Show each line of the records that contains the string "xmin", matching case exactly.

▶ **Input for this task**
___
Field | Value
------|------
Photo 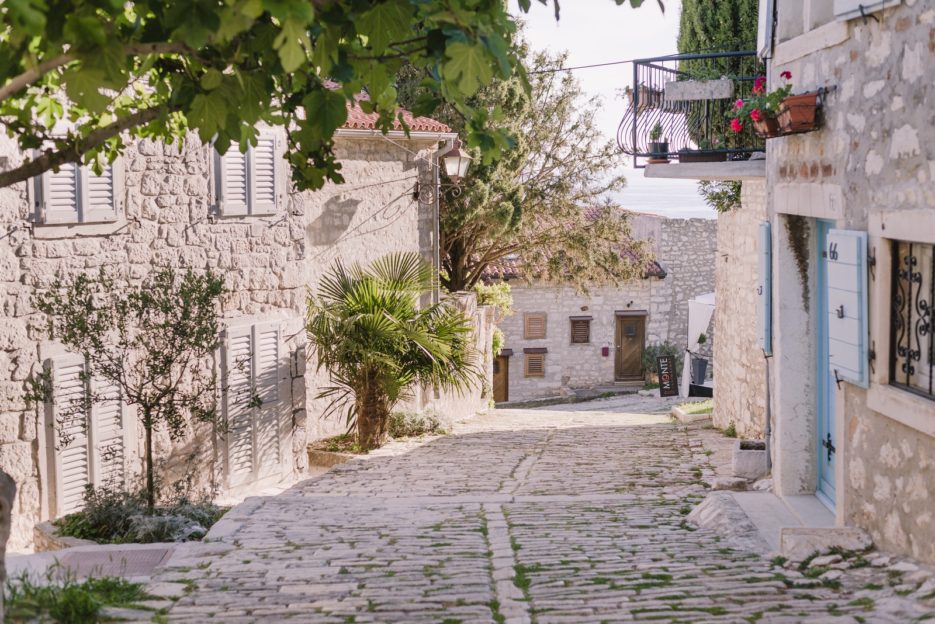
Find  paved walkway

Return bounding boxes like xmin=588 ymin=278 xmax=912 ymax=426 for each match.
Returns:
___
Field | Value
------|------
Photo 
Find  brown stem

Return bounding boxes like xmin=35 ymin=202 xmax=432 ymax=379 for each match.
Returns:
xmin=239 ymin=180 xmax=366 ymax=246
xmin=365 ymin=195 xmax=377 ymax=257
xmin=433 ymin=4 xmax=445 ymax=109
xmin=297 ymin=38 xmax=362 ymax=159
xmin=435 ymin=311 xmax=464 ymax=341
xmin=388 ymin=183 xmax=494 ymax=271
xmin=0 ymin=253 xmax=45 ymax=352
___
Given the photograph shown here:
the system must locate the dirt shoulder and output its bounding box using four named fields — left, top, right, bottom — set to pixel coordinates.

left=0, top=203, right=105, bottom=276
___
▶ **Exercise solution**
Return bounding boxes like xmin=588 ymin=278 xmax=912 ymax=426 for each match.
Return bounding boxes like xmin=35 ymin=202 xmax=432 ymax=379 for each match.
xmin=239 ymin=180 xmax=366 ymax=246
xmin=365 ymin=195 xmax=377 ymax=257
xmin=433 ymin=4 xmax=445 ymax=109
xmin=297 ymin=38 xmax=362 ymax=159
xmin=435 ymin=311 xmax=464 ymax=341
xmin=388 ymin=183 xmax=494 ymax=271
xmin=0 ymin=253 xmax=45 ymax=352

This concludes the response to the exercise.